WHAT IS BEING ASKED.
The entries below are to be written out again without alteration.

DATA FOR THIS EXERCISE.
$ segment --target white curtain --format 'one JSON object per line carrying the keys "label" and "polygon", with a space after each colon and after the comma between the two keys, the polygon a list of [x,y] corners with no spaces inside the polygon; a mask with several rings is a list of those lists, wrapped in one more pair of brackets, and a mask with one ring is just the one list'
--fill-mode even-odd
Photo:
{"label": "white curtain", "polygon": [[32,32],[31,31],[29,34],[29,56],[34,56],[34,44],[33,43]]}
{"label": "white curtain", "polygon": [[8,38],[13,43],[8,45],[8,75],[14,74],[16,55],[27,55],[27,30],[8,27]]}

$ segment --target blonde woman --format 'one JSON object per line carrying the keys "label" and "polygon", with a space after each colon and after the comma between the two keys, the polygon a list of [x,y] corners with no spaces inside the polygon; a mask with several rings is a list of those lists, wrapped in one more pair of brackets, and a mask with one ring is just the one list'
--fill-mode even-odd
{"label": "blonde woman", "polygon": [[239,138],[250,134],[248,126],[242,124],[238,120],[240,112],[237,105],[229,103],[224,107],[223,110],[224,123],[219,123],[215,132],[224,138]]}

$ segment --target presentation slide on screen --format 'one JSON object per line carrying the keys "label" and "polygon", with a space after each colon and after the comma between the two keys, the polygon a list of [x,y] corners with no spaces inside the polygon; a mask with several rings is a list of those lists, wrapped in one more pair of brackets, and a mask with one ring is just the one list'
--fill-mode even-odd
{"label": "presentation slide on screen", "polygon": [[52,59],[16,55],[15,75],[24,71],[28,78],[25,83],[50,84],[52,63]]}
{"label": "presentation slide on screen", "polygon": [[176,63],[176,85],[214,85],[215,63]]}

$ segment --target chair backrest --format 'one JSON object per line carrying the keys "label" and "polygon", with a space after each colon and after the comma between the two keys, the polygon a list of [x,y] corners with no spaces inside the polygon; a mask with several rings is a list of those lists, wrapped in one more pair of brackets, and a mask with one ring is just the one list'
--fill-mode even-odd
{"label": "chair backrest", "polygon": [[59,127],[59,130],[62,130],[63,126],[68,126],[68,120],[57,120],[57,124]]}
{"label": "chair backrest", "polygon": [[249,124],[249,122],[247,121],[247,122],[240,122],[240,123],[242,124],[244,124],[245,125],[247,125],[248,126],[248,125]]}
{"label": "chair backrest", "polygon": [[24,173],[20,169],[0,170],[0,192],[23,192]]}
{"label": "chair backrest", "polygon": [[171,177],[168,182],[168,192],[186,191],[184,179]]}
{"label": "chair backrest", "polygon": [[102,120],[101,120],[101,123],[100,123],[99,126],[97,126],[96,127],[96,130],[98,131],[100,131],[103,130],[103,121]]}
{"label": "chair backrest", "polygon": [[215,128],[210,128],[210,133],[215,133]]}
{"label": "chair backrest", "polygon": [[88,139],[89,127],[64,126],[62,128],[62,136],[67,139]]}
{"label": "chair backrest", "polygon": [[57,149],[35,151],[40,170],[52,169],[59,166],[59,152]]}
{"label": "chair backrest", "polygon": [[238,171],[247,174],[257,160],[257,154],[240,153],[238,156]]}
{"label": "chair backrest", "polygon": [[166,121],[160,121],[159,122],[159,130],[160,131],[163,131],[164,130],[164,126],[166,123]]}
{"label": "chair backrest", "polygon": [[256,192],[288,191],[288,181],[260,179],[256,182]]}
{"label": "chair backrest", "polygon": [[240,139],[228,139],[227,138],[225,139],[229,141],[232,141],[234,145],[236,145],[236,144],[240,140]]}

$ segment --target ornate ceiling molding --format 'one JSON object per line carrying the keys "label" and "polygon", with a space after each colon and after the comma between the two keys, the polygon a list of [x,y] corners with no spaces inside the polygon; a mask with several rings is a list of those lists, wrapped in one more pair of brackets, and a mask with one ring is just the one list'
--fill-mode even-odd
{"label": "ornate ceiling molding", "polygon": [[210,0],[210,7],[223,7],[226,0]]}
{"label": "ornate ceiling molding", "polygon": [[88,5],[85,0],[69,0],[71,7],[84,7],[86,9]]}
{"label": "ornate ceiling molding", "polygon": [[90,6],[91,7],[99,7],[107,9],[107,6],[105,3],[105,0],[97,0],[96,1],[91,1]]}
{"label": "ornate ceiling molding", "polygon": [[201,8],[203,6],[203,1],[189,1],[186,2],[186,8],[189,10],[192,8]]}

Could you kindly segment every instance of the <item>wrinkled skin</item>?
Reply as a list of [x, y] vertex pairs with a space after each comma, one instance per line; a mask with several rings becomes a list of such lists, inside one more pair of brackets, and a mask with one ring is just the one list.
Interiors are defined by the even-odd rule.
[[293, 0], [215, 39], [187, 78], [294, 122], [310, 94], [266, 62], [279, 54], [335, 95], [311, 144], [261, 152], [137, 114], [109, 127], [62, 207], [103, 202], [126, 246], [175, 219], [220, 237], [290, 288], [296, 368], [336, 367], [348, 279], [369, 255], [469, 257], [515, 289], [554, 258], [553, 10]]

FULL RESPONSE.
$ segment --target white curtain --format 'one JSON object per line carrying the keys "label" and "polygon", with a space after each colon and after the comma between the two keys, the polygon a list of [x,y] corners with no spaces inside the polygon; a mask with several rings is a list of those lists, wrapped in one more pair of brackets, and a mask with one ring is just the one list'
--fill-mode even-odd
Photo:
{"label": "white curtain", "polygon": [[32,32],[31,31],[29,34],[29,56],[34,56],[34,44],[33,43]]}
{"label": "white curtain", "polygon": [[8,38],[13,43],[8,45],[8,75],[14,74],[16,55],[27,55],[27,30],[8,27]]}

$ segment --target blonde woman --format 'one JSON object per line carrying the keys "label" and "polygon", with a space after each colon and after the comma between the two keys, the polygon a list of [x,y] corners with no spaces inside the polygon; a mask with several rings is a list of those lists, wrapped in one more pair of brackets, and a mask with one ring is just the one list'
--fill-mode even-odd
{"label": "blonde woman", "polygon": [[239,138],[250,134],[248,126],[242,124],[238,120],[240,112],[237,105],[229,103],[224,107],[223,110],[224,123],[219,123],[215,132],[224,138]]}

$ segment --target presentation slide on screen --format 'one JSON object per line carrying the keys "label" and "polygon", with a space after each colon and after the comma between the two keys, the polygon a list of [x,y] corners with no spaces inside the polygon; a mask with several rings is a list of those lists, wrapped in one more pair of brackets, and a mask with one ring is just the one list'
--fill-mode even-odd
{"label": "presentation slide on screen", "polygon": [[52,59],[16,55],[15,75],[24,71],[28,78],[25,83],[50,84],[52,63]]}
{"label": "presentation slide on screen", "polygon": [[176,63],[176,85],[214,85],[215,63]]}

$ segment --target chair backrest --format 'one JSON object per line carrying the keys "label" and "polygon", with a space after each colon and after the comma between the two keys, the polygon a list of [x,y] corners with no spaces inside the polygon; a mask with several rings is a list of those lists, wrapped in one more pair of brackets, and a mask with one ring is just the one list'
--fill-mode even-odd
{"label": "chair backrest", "polygon": [[59,127],[59,130],[62,130],[63,126],[68,126],[68,120],[57,120],[57,124]]}
{"label": "chair backrest", "polygon": [[249,124],[249,122],[247,121],[247,122],[240,122],[240,123],[242,124],[244,124],[245,125],[247,125],[248,126],[248,125]]}
{"label": "chair backrest", "polygon": [[24,173],[20,169],[0,170],[0,192],[23,192]]}
{"label": "chair backrest", "polygon": [[171,177],[168,182],[168,192],[186,191],[184,179]]}
{"label": "chair backrest", "polygon": [[102,120],[101,120],[101,123],[100,123],[99,126],[97,126],[96,127],[96,130],[98,131],[100,131],[103,130],[103,121]]}
{"label": "chair backrest", "polygon": [[215,128],[210,128],[210,133],[215,133]]}
{"label": "chair backrest", "polygon": [[88,139],[89,127],[64,126],[62,128],[62,136],[67,139]]}
{"label": "chair backrest", "polygon": [[57,149],[35,151],[40,170],[52,169],[59,166],[59,152]]}
{"label": "chair backrest", "polygon": [[238,171],[247,174],[257,160],[257,154],[240,153],[238,156]]}
{"label": "chair backrest", "polygon": [[166,121],[160,121],[159,122],[159,130],[160,131],[163,131],[164,130],[164,126],[166,123]]}
{"label": "chair backrest", "polygon": [[256,192],[288,191],[288,181],[260,179],[256,182]]}
{"label": "chair backrest", "polygon": [[240,139],[228,139],[227,138],[225,139],[229,141],[232,141],[234,145],[236,145],[236,144],[240,140]]}

$ segment --target ornate ceiling molding --format 'one JSON object per line carrying the keys "label" and "polygon", with a space after each colon and after the comma between the two keys, the polygon a list of [x,y] corners with no spaces inside the polygon; a mask with several rings is a list of those lists, wrapped in one more pair of brackets, and a mask with one ring is just the one list'
--fill-mode even-odd
{"label": "ornate ceiling molding", "polygon": [[210,0],[210,7],[223,7],[226,0]]}
{"label": "ornate ceiling molding", "polygon": [[88,5],[85,0],[69,0],[71,7],[84,7],[86,9]]}
{"label": "ornate ceiling molding", "polygon": [[90,6],[91,7],[99,7],[107,9],[107,6],[105,3],[105,0],[97,0],[96,1],[91,1]]}
{"label": "ornate ceiling molding", "polygon": [[201,8],[203,6],[203,1],[189,1],[186,2],[186,8],[189,10],[192,8]]}

Could you kindly segment every instance of the <item>wrinkled skin</item>?
Reply as a list of [x, y] vertex pairs with a space after each comma, one instance per line; a mask with several rings becomes a list of such lists, inside one more pair of brackets, and a mask with one ring is just the one list.
Interiors are defined by the even-odd rule.
[[293, 0], [215, 39], [187, 78], [294, 122], [310, 94], [266, 62], [279, 54], [335, 95], [311, 144], [261, 152], [137, 114], [109, 127], [62, 207], [103, 202], [126, 246], [175, 219], [220, 237], [290, 288], [296, 368], [336, 367], [348, 279], [369, 255], [469, 257], [515, 289], [554, 258], [553, 10]]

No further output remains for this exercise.